* [Data section]
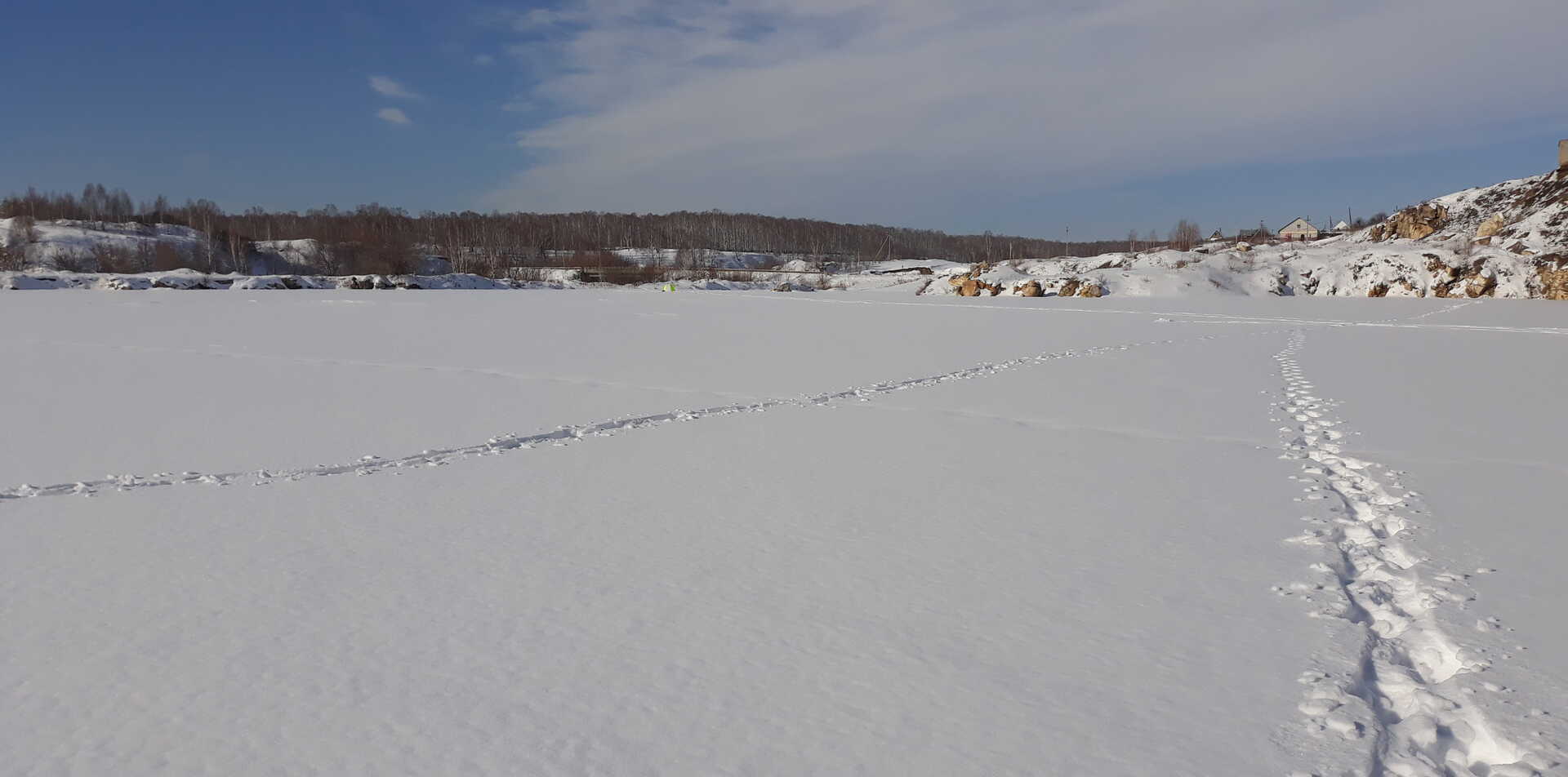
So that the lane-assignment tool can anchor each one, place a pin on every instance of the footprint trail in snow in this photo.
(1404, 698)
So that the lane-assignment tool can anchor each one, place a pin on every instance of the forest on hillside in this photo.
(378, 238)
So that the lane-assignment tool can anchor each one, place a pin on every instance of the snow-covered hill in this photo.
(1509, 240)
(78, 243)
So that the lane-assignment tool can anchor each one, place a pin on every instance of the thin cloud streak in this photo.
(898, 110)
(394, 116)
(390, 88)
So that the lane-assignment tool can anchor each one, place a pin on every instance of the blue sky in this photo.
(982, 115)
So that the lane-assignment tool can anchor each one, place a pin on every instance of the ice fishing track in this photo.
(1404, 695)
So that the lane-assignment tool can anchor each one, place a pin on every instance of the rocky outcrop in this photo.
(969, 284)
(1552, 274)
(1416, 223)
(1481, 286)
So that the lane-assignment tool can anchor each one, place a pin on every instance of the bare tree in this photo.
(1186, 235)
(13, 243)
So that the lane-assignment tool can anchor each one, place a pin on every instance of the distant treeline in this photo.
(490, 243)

--

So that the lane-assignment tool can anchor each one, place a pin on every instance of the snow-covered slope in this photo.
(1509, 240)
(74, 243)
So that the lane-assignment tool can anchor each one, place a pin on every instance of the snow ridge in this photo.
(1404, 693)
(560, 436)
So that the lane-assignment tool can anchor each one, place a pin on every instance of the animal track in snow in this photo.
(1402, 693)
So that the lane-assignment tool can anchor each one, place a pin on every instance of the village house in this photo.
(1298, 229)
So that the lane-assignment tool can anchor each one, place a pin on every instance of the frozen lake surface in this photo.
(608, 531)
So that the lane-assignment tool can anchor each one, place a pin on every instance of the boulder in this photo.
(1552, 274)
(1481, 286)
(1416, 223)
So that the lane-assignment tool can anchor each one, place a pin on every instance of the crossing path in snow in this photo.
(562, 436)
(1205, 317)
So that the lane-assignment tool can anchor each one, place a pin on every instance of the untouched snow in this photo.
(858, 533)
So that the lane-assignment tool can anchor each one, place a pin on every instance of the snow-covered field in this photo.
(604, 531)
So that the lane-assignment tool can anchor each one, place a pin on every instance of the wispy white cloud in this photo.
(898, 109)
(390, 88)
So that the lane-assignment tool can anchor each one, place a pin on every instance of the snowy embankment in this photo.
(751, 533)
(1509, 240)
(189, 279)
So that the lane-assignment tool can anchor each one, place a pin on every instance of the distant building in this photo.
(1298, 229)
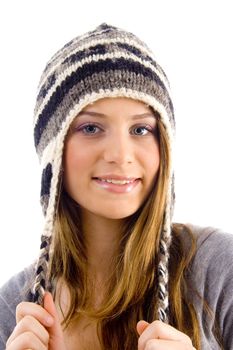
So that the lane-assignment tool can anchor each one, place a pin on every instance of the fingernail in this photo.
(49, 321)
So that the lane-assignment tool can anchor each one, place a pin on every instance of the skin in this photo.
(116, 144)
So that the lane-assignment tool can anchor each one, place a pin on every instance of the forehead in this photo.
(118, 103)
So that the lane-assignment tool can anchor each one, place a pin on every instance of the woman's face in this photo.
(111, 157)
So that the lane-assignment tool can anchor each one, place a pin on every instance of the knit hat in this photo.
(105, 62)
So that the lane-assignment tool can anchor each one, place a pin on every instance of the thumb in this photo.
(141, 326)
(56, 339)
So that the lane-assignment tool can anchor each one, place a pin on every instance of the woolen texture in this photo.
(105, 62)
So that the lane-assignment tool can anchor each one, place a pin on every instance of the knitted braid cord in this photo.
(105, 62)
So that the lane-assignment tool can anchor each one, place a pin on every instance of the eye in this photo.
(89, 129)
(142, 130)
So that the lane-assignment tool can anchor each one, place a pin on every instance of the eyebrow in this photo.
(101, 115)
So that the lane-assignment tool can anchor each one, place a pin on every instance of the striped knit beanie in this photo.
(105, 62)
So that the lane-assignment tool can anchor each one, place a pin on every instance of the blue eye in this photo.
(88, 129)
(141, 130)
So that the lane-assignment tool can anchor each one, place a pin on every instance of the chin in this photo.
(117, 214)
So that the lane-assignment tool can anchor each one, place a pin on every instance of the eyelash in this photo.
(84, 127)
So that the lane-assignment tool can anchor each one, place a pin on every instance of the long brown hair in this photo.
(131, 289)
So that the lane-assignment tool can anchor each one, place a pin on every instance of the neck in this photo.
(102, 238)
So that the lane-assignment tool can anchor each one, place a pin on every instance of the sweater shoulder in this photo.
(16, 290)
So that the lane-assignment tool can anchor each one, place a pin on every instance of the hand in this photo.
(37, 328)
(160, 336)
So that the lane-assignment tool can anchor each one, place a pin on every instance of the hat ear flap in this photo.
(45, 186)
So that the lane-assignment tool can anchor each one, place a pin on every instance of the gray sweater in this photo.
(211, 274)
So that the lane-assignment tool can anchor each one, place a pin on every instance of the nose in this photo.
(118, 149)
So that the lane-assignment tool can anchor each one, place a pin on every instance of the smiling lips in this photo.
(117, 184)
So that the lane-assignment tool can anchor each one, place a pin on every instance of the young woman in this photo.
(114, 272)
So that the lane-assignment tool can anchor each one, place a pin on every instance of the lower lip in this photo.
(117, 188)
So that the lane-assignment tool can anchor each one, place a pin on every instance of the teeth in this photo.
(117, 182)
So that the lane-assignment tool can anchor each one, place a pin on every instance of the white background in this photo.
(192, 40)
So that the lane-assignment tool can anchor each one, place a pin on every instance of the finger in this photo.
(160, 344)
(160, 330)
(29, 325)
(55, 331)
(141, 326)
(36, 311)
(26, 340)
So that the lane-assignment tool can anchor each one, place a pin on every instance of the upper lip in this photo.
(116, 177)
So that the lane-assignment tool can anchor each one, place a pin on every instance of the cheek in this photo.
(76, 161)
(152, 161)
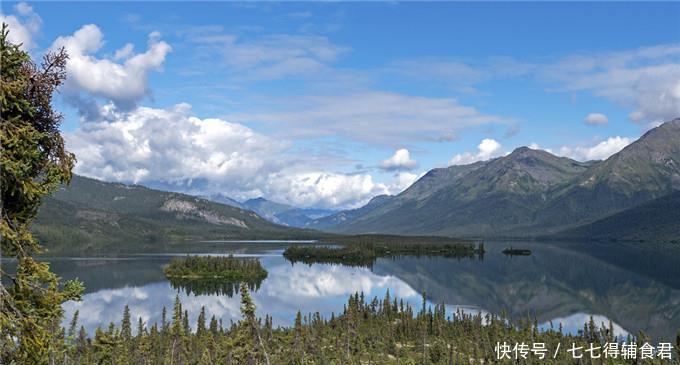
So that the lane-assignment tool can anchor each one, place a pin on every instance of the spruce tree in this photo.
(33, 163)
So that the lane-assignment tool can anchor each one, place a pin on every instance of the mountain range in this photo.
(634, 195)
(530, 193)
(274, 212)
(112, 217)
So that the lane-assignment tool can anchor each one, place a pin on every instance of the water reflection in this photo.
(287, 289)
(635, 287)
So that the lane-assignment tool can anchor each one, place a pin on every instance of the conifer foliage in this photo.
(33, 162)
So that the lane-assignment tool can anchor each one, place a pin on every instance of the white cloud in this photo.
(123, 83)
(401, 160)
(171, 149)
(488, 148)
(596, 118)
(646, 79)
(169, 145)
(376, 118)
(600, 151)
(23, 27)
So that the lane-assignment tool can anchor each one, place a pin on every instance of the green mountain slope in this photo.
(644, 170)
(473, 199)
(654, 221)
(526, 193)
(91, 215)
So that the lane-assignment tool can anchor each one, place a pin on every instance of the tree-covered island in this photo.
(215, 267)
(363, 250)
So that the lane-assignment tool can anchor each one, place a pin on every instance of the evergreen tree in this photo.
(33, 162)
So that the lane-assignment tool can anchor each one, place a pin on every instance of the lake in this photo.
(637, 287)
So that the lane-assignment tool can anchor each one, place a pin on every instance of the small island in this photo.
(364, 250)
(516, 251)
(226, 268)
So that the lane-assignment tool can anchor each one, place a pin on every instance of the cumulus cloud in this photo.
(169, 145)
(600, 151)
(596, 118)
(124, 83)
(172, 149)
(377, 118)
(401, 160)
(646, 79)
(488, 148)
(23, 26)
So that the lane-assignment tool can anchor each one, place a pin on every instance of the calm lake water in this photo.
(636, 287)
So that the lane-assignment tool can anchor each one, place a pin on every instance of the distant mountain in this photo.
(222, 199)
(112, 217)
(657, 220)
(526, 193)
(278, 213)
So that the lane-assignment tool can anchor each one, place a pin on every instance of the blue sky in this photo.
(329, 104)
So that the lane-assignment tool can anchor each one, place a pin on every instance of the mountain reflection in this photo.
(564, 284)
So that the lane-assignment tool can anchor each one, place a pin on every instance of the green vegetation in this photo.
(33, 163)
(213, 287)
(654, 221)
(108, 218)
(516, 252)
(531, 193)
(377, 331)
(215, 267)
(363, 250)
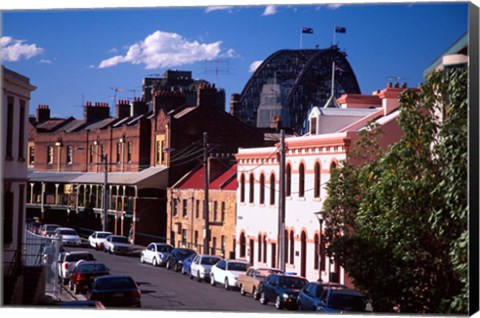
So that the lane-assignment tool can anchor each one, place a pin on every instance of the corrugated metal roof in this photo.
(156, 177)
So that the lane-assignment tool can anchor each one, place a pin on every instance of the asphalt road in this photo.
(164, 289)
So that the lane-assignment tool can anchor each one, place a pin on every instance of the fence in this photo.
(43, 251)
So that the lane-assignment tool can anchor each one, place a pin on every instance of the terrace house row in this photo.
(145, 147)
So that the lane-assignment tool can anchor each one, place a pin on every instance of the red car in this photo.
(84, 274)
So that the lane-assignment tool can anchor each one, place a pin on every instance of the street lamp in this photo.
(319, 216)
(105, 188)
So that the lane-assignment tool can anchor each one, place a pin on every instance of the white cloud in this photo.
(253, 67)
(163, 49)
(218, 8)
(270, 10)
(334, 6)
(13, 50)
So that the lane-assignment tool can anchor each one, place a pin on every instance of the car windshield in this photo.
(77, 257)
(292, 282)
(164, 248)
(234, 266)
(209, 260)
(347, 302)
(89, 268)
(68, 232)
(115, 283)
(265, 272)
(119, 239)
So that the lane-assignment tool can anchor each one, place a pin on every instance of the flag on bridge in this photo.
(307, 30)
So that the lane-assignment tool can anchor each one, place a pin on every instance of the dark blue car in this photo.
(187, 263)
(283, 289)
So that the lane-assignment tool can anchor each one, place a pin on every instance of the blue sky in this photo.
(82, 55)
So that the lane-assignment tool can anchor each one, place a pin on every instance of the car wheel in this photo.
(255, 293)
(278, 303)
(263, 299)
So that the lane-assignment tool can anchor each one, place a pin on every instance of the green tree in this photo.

* [Your goal] When the line with "fence in this photo." is reached in the data above, begin copying, and stop after the line with "the green tree in this photo."; copy each line exactly, both ends included.

* [Solution to the exercise]
So that the lane-assignment tool can anchor each one, place a pin on every instance of the fence in this photo.
(43, 251)
So that the lane-assignment tool can anchor each one, place a pin on every instance of the terrace house row in this photo.
(145, 147)
So that the lane-assignment tool can anchor each one, place a pin on every instance of the red car in this photo.
(84, 274)
So that the lane-assignment tool can anchor each one, place a pin on every instance of the street lamp in this photo.
(319, 216)
(105, 188)
So that the lane-assignment tool can anchor each one, place a pin on every instance of the white cloud in this photo.
(253, 67)
(163, 49)
(218, 8)
(270, 10)
(334, 6)
(13, 50)
So that the lane-assignment tool can anchor each one, place a pin on every instance of the car windshield in this photo.
(77, 257)
(292, 282)
(164, 248)
(234, 266)
(209, 260)
(347, 302)
(89, 268)
(68, 232)
(115, 283)
(265, 272)
(119, 239)
So that the lane-assignment tool can anchor each one, place a pin on every instance of the flag on bridge in this photo.
(307, 30)
So that the lane-assignment tool can anchor each one, place a pin on every instance of the dark blue car in this photo.
(187, 263)
(283, 289)
So that the lane-assignment tool can anchor each one, place a pin on every instance of the blue sky in this photo.
(82, 55)
So that the lane-assignment tool can anchor each one, place a pin on every instance of the car wheel in this photo.
(255, 293)
(278, 303)
(263, 299)
So that the lane-assignment tool can anchor each one, place a pin on every instance of the green tree in this photo.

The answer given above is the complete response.